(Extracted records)
________________
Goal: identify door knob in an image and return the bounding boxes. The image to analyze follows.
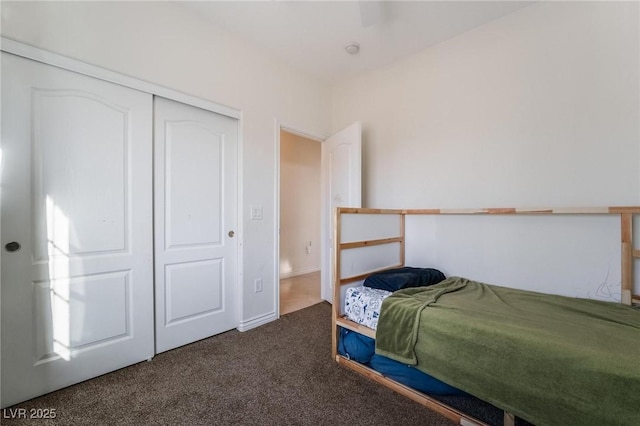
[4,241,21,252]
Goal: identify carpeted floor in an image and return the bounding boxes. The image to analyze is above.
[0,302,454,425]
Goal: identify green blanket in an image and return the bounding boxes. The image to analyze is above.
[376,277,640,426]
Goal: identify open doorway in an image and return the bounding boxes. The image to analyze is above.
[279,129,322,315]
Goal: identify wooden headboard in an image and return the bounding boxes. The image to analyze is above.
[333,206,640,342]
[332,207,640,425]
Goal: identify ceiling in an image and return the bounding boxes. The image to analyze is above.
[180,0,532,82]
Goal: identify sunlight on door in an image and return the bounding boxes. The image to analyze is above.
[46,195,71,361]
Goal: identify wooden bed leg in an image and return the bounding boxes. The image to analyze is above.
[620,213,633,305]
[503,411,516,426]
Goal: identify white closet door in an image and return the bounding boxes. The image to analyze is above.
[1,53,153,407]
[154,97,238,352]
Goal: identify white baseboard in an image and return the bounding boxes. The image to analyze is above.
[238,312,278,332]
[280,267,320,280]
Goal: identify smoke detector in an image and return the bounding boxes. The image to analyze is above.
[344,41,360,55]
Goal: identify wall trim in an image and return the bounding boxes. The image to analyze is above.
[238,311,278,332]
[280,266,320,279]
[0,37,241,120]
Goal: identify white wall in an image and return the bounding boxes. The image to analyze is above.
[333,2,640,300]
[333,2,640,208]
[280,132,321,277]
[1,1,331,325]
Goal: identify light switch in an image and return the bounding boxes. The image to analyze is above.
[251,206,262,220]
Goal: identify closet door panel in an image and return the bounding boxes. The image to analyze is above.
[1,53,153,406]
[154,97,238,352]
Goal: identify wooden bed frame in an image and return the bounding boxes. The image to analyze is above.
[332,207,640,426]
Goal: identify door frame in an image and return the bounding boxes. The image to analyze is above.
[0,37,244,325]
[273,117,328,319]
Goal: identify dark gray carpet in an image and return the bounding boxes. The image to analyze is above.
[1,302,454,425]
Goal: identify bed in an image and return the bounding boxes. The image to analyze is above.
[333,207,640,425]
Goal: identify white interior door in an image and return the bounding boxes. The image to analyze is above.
________________
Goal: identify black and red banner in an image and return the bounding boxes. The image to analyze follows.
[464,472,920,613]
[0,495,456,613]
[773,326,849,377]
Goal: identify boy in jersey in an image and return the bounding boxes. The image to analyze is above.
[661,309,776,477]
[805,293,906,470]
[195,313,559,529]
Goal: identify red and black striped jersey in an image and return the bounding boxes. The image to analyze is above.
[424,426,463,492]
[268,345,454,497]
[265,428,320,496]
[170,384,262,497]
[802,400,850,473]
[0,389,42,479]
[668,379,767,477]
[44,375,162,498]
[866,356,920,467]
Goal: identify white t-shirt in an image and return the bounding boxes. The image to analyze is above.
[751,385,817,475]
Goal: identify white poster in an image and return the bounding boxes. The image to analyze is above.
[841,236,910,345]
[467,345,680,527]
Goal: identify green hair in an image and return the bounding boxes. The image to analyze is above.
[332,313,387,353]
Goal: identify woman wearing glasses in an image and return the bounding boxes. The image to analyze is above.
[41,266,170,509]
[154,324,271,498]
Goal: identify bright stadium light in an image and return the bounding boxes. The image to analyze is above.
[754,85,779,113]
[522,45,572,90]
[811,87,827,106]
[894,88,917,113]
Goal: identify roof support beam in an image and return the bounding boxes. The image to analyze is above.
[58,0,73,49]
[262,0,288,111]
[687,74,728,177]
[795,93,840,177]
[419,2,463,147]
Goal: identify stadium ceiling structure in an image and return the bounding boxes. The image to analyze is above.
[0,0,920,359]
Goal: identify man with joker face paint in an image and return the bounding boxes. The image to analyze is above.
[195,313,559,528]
________________
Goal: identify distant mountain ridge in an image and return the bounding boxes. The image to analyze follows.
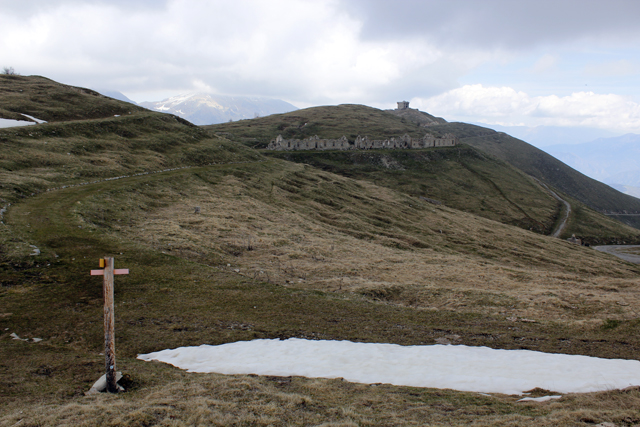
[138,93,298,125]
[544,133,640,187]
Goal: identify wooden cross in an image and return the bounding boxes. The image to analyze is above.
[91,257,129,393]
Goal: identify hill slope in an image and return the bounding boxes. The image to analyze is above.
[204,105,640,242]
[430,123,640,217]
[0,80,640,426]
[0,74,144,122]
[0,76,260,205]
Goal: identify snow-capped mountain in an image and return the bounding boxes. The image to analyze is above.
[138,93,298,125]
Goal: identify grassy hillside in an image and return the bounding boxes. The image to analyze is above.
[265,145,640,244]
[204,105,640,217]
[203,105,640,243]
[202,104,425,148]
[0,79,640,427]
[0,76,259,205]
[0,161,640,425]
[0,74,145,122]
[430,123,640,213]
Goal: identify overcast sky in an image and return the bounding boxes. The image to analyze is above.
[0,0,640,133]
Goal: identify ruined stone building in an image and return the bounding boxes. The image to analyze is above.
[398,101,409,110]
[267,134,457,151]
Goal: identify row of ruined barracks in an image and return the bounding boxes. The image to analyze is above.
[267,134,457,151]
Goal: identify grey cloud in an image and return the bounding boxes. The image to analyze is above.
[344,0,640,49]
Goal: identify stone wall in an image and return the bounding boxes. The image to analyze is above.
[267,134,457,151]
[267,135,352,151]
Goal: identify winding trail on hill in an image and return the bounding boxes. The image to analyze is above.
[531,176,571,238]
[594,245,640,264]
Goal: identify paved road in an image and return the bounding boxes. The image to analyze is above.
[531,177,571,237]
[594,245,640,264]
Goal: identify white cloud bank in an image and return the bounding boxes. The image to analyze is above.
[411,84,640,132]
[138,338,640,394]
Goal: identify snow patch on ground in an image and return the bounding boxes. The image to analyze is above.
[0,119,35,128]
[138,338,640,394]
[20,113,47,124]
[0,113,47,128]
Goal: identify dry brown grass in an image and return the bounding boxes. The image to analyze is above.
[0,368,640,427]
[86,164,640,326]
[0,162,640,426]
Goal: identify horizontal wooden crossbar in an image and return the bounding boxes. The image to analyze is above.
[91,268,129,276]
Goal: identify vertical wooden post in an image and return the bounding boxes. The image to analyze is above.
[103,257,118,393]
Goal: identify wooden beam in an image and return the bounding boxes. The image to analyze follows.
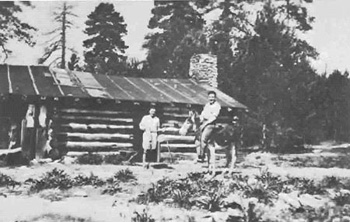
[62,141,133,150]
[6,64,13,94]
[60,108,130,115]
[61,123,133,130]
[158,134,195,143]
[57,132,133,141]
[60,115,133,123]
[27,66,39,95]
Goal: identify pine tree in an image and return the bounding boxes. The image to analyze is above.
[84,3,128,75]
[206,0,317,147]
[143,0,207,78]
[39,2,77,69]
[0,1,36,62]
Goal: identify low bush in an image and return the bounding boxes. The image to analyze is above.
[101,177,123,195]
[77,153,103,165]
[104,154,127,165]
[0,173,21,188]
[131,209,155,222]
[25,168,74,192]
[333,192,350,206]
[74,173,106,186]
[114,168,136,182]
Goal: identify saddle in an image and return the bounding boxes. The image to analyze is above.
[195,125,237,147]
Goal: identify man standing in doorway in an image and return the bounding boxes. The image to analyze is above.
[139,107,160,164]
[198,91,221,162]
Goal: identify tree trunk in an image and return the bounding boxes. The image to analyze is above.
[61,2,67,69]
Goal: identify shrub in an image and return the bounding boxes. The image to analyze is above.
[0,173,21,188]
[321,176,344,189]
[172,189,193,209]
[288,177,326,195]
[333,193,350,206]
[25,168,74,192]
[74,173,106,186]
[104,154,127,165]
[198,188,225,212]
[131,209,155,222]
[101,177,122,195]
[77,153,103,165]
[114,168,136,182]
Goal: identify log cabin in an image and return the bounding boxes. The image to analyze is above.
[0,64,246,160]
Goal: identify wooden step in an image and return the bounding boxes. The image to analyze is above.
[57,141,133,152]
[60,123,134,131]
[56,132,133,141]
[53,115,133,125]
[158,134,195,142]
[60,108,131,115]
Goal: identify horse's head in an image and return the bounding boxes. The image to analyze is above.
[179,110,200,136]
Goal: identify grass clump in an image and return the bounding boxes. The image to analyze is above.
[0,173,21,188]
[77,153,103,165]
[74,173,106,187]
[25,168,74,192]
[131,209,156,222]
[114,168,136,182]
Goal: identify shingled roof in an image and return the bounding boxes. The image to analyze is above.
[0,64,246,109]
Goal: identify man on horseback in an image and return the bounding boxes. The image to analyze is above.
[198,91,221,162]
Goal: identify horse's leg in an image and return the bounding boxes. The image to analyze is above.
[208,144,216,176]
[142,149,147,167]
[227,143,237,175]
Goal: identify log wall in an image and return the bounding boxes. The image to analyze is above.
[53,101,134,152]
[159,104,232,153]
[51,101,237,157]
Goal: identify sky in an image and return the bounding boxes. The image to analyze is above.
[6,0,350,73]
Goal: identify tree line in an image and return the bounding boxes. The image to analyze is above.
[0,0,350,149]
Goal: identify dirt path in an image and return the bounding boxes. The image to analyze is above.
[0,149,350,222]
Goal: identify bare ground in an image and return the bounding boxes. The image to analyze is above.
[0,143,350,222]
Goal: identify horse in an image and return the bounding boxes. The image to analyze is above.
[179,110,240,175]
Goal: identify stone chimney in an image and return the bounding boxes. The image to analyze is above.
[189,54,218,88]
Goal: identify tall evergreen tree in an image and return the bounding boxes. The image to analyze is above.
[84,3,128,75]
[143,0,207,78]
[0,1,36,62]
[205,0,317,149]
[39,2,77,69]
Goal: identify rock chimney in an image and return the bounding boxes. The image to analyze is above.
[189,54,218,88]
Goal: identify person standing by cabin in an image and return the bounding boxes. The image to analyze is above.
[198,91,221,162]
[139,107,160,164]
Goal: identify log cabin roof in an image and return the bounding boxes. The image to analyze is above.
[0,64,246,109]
________________
[What is needed] Lay out the rows from the line with "Goal: identify roof" to the line with "[419,2,463,147]" as a JSON list of strings, one string per line, leaving out any blank lines.

[Result of this exercise]
[
  "Goal: identify roof support beam in an image and return the bounding boxes. The image to analyze is above.",
  "[58,0,73,49]",
  "[262,0,288,111]",
  "[687,74,728,177]",
  "[795,93,840,177]",
  "[419,2,463,147]"
]